[Stored data]
Start of Block

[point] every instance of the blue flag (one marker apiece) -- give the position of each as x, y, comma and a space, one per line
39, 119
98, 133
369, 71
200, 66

End of Block

ASSIGNMENT. Every line of the data must appear again in the answer, exactly as written.

WORKED SOLUTION.
[point] every instance of the blue flag (one marker apiece) -- give the position of each as x, y, comma and a space, one per line
39, 119
98, 133
369, 71
200, 66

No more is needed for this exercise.